## Quoted text
——————
You might think three groups was enough, but Muller rolls out a list of shortcomings, some real, some perceived, that he suspects might undermine public confidence in global warming records. For a start, he says, warming trends are not based on all the available temperature records. The data that is used is filtered and might not be as representative as it could be. He also cites a poor history of transparency in climate science, though others argue many climate records and the tools to analyse them have been public for years.

Then there is the fiasco of 2009 that saw roughly 1,000 emails from a server at the University of East Anglia’s Climatic Research Unit (CRU) find their way on to the internet. The fuss over the messages, inevitably dubbed Climategate, gave Muller’s nascent project added impetus. Climate sceptics had already attacked James Hansen, head of the Nasa group, for making political statements on climate change while maintaining his role as an objective scientist. The Climategate emails fuelled their protests. “With CRU’s credibility undergoing a severe test, it was all the more important to have a new team jump in, do the analysis fresh and address all of the legitimate issues raised by sceptics,” says Muller.

This latest point is where Muller faces his most delicate challenge. To concede that climate sceptics raise fair criticisms means acknowledging that scientists and government agencies have got things wrong, or at least could do better. But the debate around global warming is so highly charged that open discussion, which science requires, can be difficult to hold in public. At worst, criticising poor climate science can be taken as an attack on science itself, a knee-jerk reaction that has unhealthy consequences. “Scientists will jump to the defence of alarmists because they don’t recognise that the alarmists are exaggerating,” Muller says.

The Berkeley Earth project came together more than a year ago, when Muller rang David Brillinger, a statistics professor at Berkeley and the man Nasa called when it wanted someone to check its risk estimates of space debris smashing into the International Space Station. He wanted Brillinger to oversee every stage of the project. Brillinger accepted straight away. Since the first meeting he has advised the scientists on how best to analyse their data and what pitfalls to avoid. “You can think of statisticians as the keepers of the scientific method, ” Brillinger told me. “Can scientists and doctors reasonably draw the conclusions they are setting down? That’s what we’re here for.”

For the rest of the team, Muller says he picked scientists known for original thinking. One is Saul Perlmutter, the Berkeley physicist who found evidence that the universe is expanding at an ever faster rate, courtesy of mysterious “dark energy” that pushes against gravity. Another is Art Rosenfeld, the last student of the legendary Manhattan Project physicist Enrico Fermi, and something of a legend himself in energy research. Then there is Robert Jacobsen, a Berkeley physicist who is an expert on giant datasets; and Judith Curry, a climatologist at Georgia Institute of Technology, who has raised concerns over tribalism and hubris in climate science.

Robert Rohde, a young physicist who left Berkeley with a PhD last year, does most of the hard work. He has written software that trawls public databases, themselves the product of years of painstaking work, for global temperature records. These are compiled, de-duplicated and merged into one huge historical temperature record. The data, by all accounts, are a mess. There are 16 separate datasets in 14 different formats and they overlap, but not completely. Muller likens Rohde’s achievement to Hercules’s enormous task of cleaning the Augean stables.

The wealth of data Rohde has collected so far – and some dates back to the 1700s – makes for what Muller believes is the most complete historical record of land temperatures ever compiled. It will, of itself, Muller claims, be a priceless resource for anyone who wishes to study climate change. So far, Rohde has gathered records from 39,340 individual stations worldwide.
——————
## Supplied material
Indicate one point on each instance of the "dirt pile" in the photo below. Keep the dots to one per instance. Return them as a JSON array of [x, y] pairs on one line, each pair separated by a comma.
——————
## Task brief
Answer these from the article on the Berkeley Earth project:
1. Roughly how many emails from the Climatic Research Unit server ended up on the internet in 2009?
2. Whom did Muller call to oversee every stage of the project?
3. From how many individual stations has Rohde gathered records so far?

## Result for this task
1. Roughly 1,000.
2. David Brillinger, a statistics professor at Berkeley.
3. 39,340.